• Aim of the exercise: Copy the passage in the battery glossary excerpt starting at "Rechargeable – A" and ending at "a chemical reaction.".

• Excerpt provided:
########
Rechargeable – A battery that can be recharged after it has been discharged. It is a quality of secondary cells or batteries.
Recombination – The phase during which the gases produced at the electrodes are recombined. The recombination normally forms water.
Reduction – The gain of an electron as a result of a chemical reaction.
Seal – The lock placed on a galvanic cell that prevents the electrolyte and other fluids from leaking out of the cell. It also prevents air from entering the cell.
Secondary Battery – A combination of secondary cells. See also Storage Battery; Storage Cell.
Self-Discharge – The battery discharge that occurs without attaching a load to the battery i.e. in open-circuit condition.
Separator – A permeable membrane that prevents physical contact between cathode and anode but allows ions to pass through
Series Connection – The arrangement of cells where the positive terminal of each cell is connected to the negative terminal of the other cell in a succession of one another. As a result, the voltage accumulates and the total voltage across the arrangement is the sum of individual voltages.
Shelf Life – Associated with dry cells, it is the period of time since their manufacturing date till the time they retain most (~90%) of their energy content. This time period is normally calculated at a temperature of 21 oC.
########
• Extracted material:
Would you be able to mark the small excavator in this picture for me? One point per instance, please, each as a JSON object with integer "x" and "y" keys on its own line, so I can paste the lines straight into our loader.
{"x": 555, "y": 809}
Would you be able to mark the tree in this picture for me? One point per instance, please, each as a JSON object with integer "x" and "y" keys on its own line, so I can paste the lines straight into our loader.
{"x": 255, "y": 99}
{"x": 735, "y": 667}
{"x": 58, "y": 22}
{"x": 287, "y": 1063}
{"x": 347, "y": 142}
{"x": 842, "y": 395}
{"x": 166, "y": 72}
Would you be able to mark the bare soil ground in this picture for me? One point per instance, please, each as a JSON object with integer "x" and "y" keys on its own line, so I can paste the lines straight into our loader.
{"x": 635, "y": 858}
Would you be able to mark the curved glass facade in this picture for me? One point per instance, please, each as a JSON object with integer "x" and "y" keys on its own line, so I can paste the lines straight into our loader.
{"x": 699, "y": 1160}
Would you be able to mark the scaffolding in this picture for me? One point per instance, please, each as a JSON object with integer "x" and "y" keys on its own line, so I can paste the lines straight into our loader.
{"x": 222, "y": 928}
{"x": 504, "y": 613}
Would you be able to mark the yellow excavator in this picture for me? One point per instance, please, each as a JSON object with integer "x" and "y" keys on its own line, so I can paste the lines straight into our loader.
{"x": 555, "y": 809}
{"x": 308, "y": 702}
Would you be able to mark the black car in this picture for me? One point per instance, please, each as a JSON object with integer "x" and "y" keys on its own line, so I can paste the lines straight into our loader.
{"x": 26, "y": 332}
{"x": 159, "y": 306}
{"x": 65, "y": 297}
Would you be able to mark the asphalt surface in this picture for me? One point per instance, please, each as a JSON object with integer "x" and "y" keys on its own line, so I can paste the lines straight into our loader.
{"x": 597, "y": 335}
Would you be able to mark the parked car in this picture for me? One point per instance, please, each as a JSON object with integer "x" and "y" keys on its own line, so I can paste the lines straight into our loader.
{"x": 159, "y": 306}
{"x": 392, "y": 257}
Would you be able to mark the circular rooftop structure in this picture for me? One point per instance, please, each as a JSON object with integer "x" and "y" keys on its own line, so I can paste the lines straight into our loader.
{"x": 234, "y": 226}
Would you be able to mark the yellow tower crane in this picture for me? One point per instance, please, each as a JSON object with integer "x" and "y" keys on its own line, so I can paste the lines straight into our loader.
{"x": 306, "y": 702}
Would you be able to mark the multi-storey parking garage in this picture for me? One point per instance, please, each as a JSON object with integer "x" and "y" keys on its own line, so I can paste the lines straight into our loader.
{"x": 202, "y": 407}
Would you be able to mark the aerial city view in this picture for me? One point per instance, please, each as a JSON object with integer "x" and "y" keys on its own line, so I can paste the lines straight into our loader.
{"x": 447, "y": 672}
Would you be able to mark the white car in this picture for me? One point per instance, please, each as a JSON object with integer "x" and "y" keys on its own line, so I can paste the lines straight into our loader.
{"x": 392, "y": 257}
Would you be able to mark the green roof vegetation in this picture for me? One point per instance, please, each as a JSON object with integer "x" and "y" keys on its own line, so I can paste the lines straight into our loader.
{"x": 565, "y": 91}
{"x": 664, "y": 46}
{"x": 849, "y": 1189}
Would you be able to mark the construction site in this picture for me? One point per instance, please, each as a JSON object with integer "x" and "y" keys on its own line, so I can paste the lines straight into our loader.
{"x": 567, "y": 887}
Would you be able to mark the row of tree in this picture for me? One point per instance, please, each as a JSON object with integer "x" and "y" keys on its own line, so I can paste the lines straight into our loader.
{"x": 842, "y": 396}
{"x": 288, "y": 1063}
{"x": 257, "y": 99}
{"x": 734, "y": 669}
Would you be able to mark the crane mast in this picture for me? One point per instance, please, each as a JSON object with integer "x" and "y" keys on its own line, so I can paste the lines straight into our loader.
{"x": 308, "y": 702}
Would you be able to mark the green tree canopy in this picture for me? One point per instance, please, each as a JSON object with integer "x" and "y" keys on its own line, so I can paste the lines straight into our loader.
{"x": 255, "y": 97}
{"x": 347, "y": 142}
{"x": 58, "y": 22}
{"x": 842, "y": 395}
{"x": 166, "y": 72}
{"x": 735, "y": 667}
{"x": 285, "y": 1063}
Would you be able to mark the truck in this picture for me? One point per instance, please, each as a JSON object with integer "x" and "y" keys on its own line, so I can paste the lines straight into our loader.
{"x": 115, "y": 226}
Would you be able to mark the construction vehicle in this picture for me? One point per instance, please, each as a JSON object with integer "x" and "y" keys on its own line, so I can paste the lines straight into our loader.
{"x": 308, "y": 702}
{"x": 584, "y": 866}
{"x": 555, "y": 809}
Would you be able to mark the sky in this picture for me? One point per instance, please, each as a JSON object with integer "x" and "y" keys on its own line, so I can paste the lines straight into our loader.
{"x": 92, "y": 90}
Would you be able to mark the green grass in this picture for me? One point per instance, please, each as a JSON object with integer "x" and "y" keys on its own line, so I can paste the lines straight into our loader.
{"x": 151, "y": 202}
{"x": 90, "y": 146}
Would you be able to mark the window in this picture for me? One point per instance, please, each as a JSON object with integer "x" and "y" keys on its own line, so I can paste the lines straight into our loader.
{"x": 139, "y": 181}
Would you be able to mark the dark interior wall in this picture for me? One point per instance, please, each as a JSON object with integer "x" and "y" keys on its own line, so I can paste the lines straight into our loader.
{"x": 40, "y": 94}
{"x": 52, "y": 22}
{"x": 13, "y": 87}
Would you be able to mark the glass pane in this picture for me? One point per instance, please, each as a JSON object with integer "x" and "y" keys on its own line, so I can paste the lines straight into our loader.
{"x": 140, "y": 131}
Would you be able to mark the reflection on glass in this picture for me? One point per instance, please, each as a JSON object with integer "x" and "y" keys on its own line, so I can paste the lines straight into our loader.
########
• Finished exercise:
Rechargeable – A battery that can be recharged after it has been discharged. It is a quality of secondary cells or batteries.
Recombination – The phase during which the gases produced at the electrodes are recombined. The recombination normally forms water.
Reduction – The gain of an electron as a result of a chemical reaction.